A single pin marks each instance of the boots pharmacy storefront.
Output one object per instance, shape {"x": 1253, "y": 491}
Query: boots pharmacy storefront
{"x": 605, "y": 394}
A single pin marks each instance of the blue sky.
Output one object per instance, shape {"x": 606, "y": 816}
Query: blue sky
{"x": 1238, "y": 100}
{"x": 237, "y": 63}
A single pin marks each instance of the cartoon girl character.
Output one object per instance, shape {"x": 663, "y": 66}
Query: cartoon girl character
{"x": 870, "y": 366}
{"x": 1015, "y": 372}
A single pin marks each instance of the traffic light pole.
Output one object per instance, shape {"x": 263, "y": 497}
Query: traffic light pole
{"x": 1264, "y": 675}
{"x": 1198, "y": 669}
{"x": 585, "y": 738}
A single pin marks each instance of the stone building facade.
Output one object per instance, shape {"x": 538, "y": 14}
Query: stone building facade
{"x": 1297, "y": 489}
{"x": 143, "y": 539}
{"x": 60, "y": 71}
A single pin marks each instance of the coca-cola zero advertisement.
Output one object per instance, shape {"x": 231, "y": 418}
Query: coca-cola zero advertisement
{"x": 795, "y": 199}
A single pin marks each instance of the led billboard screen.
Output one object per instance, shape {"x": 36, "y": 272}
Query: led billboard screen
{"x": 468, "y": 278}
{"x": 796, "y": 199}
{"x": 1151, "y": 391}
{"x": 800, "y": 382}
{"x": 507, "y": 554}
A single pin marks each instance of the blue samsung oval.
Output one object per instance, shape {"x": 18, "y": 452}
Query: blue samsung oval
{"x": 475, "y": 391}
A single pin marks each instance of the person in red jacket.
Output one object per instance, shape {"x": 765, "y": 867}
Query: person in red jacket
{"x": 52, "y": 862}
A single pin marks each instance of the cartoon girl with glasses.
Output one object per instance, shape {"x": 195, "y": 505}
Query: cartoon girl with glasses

-*-*-

◆ Task objective ◆
Rescale the data from the line containing "A single pin marks each instance of the cartoon girl character." through the end of the data by writing out every line again, requests included. Multiply each x and y coordinate in the answers by 1.8 and round to whole numbers, with halves rounded up. Leave the requests and their format samples unchanged.

◆ Task response ◆
A single pin marks each instance of the cartoon girl character.
Output one object per instance, shape {"x": 663, "y": 66}
Query: cartoon girl character
{"x": 1566, "y": 659}
{"x": 1827, "y": 670}
A single pin marks each instance of the traffic light pole.
Output one object per instance, shape {"x": 263, "y": 497}
Query: traffic light pole
{"x": 2275, "y": 1215}
{"x": 2156, "y": 1204}
{"x": 1053, "y": 1328}
A single pin marks each instance of the stone building facade.
Output one object per instance, shape {"x": 538, "y": 14}
Query: stone building facade
{"x": 2335, "y": 880}
{"x": 257, "y": 970}
{"x": 108, "y": 128}
A single pin marks each instance of the coca-cola zero advertisement.
Output one object per instance, shape {"x": 231, "y": 418}
Query: coca-cola zero advertisement
{"x": 1431, "y": 358}
A single pin marks each instance of the led billboard screen.
Output one object per instance, shape {"x": 36, "y": 272}
Query: led billboard screen
{"x": 842, "y": 500}
{"x": 1433, "y": 358}
{"x": 2072, "y": 704}
{"x": 1440, "y": 688}
{"x": 913, "y": 997}
A single pin marks each instance of the blue samsung oval.
Output one object per instance, shape {"x": 18, "y": 452}
Query: blue samsung oval
{"x": 855, "y": 704}
A single pin marks each instance of the person in red jacket.
Output one object per instance, shape {"x": 765, "y": 867}
Query: person in red jacket
{"x": 94, "y": 1552}
A single pin marks each instance of the cartoon girl with glasses.
Output one object per instance, shape {"x": 195, "y": 505}
Query: cartoon girl with glasses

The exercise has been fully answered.